Start of DATASET ROWS

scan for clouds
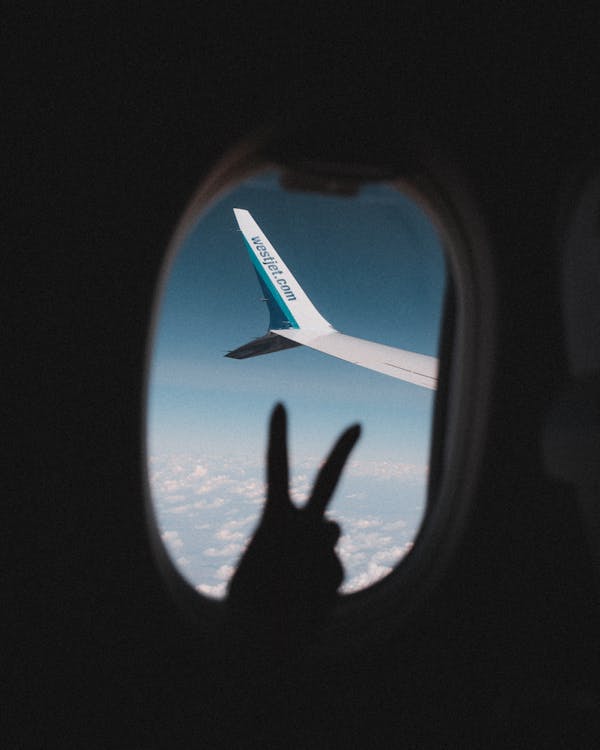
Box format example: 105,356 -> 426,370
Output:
149,455 -> 427,598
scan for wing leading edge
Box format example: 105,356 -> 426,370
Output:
225,208 -> 438,390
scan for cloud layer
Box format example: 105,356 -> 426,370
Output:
148,454 -> 427,597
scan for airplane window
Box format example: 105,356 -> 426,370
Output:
147,170 -> 446,598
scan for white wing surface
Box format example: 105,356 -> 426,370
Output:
225,208 -> 438,389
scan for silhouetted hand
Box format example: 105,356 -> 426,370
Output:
227,404 -> 360,632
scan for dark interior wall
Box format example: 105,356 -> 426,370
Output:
2,8 -> 599,747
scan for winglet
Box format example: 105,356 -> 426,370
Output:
233,208 -> 334,332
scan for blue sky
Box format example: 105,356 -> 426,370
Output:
148,173 -> 445,600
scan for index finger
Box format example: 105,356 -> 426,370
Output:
305,424 -> 360,518
265,404 -> 289,511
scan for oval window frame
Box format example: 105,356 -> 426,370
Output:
143,128 -> 496,655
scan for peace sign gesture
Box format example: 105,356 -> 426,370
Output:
227,404 -> 360,630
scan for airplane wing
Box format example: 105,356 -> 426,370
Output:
225,208 -> 438,390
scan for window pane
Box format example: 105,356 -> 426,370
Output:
148,172 -> 446,596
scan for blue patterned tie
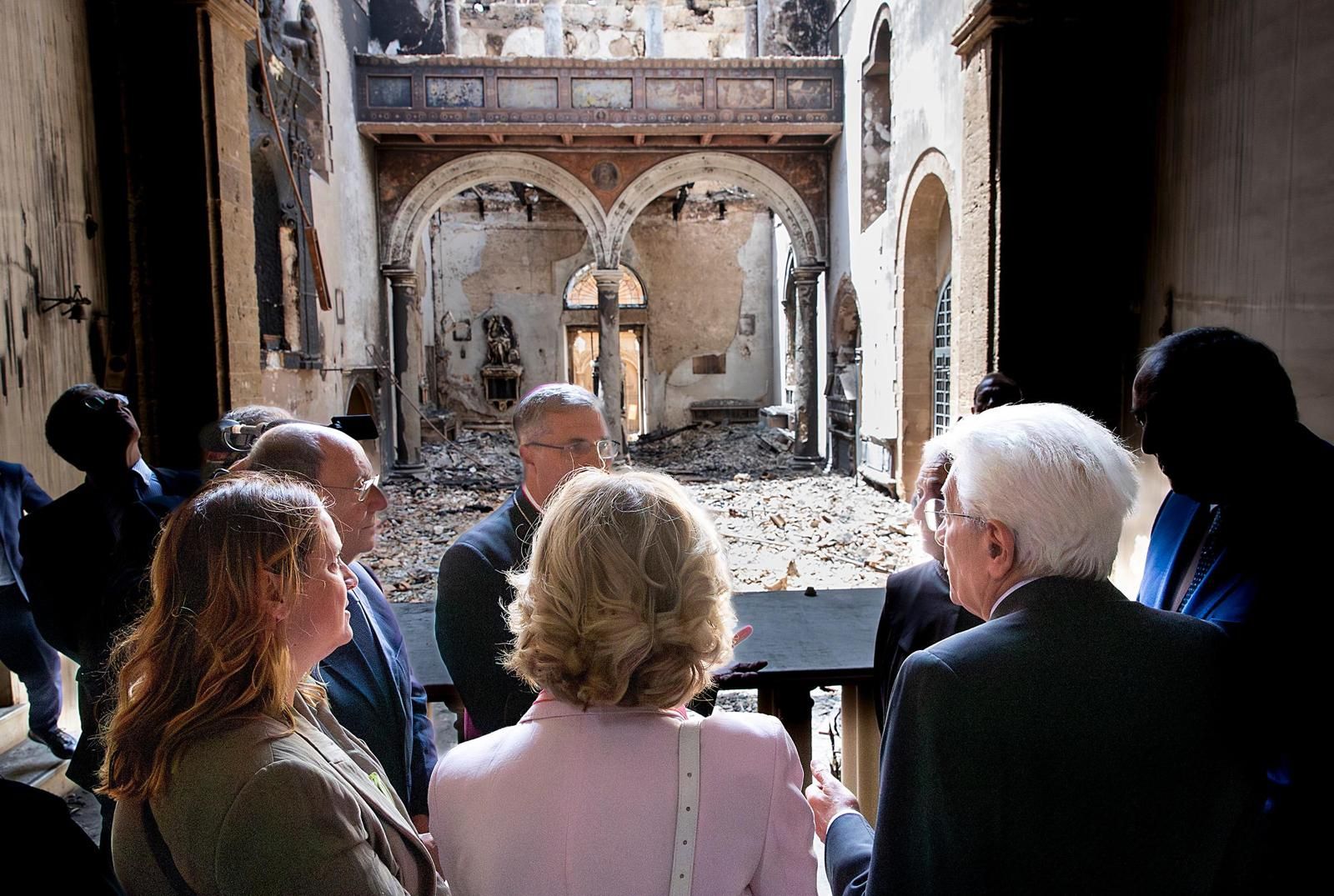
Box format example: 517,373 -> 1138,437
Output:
1178,507 -> 1223,611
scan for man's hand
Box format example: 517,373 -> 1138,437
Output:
805,763 -> 862,843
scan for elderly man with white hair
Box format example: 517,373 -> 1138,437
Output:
807,404 -> 1252,894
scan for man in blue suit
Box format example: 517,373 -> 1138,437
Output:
0,461 -> 76,758
435,383 -> 615,738
245,423 -> 435,833
1132,327 -> 1334,888
805,404 -> 1254,896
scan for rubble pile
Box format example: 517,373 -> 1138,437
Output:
367,425 -> 925,601
629,423 -> 792,481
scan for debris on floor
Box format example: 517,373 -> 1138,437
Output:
365,424 -> 925,601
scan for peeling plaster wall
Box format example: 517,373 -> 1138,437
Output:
827,0 -> 972,483
427,195 -> 774,428
459,0 -> 755,58
262,0 -> 392,453
627,200 -> 775,427
0,0 -> 107,494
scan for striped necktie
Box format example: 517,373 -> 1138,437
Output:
1178,507 -> 1223,611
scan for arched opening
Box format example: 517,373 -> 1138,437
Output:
896,169 -> 954,492
563,263 -> 649,438
862,7 -> 891,231
347,383 -> 376,418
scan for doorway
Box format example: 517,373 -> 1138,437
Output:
565,325 -> 644,438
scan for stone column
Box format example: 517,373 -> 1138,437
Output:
444,0 -> 463,56
644,0 -> 663,58
383,265 -> 422,469
542,0 -> 565,56
592,268 -> 625,444
792,268 -> 825,464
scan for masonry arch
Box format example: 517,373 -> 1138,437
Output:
896,149 -> 954,493
382,152 -> 615,269
608,152 -> 825,267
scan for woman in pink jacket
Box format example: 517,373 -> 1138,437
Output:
429,471 -> 815,896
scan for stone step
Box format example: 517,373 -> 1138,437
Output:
0,703 -> 28,753
0,730 -> 75,796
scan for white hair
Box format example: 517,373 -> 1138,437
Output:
925,404 -> 1138,578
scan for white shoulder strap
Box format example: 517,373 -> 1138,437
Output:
670,716 -> 705,896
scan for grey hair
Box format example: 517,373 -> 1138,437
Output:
927,404 -> 1139,578
512,383 -> 603,442
248,423 -> 334,484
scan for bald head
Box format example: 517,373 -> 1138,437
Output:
245,423 -> 389,563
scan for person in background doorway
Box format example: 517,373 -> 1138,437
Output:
1132,327 -> 1334,892
807,404 -> 1256,896
972,371 -> 1023,413
18,383 -> 198,854
875,452 -> 982,731
0,461 -> 76,758
435,383 -> 620,738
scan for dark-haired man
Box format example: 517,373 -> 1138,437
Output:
18,383 -> 198,849
435,383 -> 619,736
1132,327 -> 1334,892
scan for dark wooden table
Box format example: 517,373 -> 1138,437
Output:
394,588 -> 885,824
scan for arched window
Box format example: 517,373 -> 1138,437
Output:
565,264 -> 649,308
931,276 -> 952,436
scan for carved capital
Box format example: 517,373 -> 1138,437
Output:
380,264 -> 416,291
592,268 -> 624,296
792,265 -> 825,289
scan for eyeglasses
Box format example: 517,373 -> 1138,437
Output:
324,476 -> 380,504
523,438 -> 620,461
84,392 -> 129,411
922,498 -> 985,532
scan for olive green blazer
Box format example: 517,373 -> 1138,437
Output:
112,694 -> 449,896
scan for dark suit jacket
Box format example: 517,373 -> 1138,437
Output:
435,488 -> 539,734
318,563 -> 435,814
0,460 -> 51,598
875,560 -> 982,731
1139,425 -> 1334,889
825,578 -> 1249,894
18,469 -> 198,789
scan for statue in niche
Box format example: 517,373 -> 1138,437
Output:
485,315 -> 520,364
482,315 -> 523,412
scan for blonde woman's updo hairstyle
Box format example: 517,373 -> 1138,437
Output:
103,473 -> 325,800
505,469 -> 736,709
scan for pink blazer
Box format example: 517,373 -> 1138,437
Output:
429,694 -> 815,896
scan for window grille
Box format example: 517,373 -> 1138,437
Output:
931,276 -> 952,436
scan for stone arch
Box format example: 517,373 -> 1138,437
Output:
896,149 -> 954,493
604,152 -> 825,267
380,152 -> 615,269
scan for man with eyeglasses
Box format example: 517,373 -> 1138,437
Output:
807,404 -> 1254,896
435,383 -> 620,738
243,423 -> 435,833
18,383 -> 198,856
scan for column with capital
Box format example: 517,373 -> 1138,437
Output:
592,268 -> 624,443
383,267 -> 422,469
792,267 -> 825,464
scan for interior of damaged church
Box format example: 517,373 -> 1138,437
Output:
0,0 -> 1334,893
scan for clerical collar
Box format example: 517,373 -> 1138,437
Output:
519,483 -> 542,513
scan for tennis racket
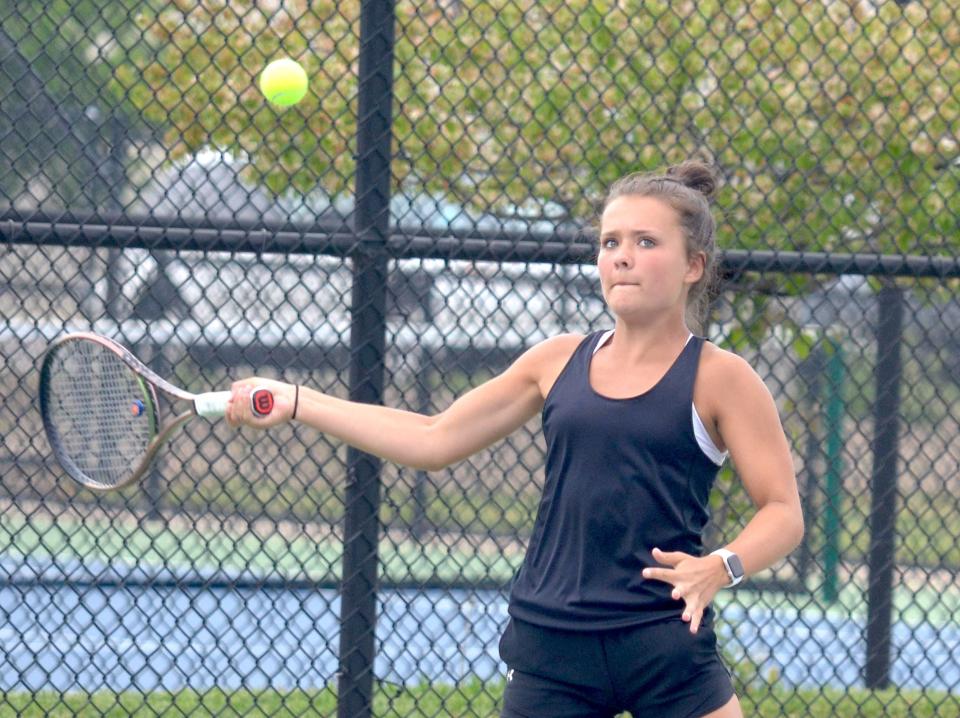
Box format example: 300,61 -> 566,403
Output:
40,332 -> 273,491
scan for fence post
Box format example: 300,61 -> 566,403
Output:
823,338 -> 844,603
337,0 -> 395,718
865,280 -> 903,689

End of DATASET ROWS

> WRITTEN PROBLEM: In the listing above, print the lines from the one containing "scan for airplane window" up to and including the one containing "233,208 -> 334,332", with no changes.

> ANSWER TO THE EXERCISE:
scan for airplane window
Box format example: 105,356 -> 426,370
Output:
147,170 -> 446,598
scan for white wing surface
Box format example: 105,356 -> 426,370
Output:
225,208 -> 438,389
scan for silhouetted hand
Box format example: 105,356 -> 426,370
Output:
227,404 -> 360,632
scan for dark interior wall
Box format example: 105,356 -> 426,370
Output:
2,8 -> 599,747
scan for winglet
Box format example: 105,356 -> 426,370
Output:
233,208 -> 334,332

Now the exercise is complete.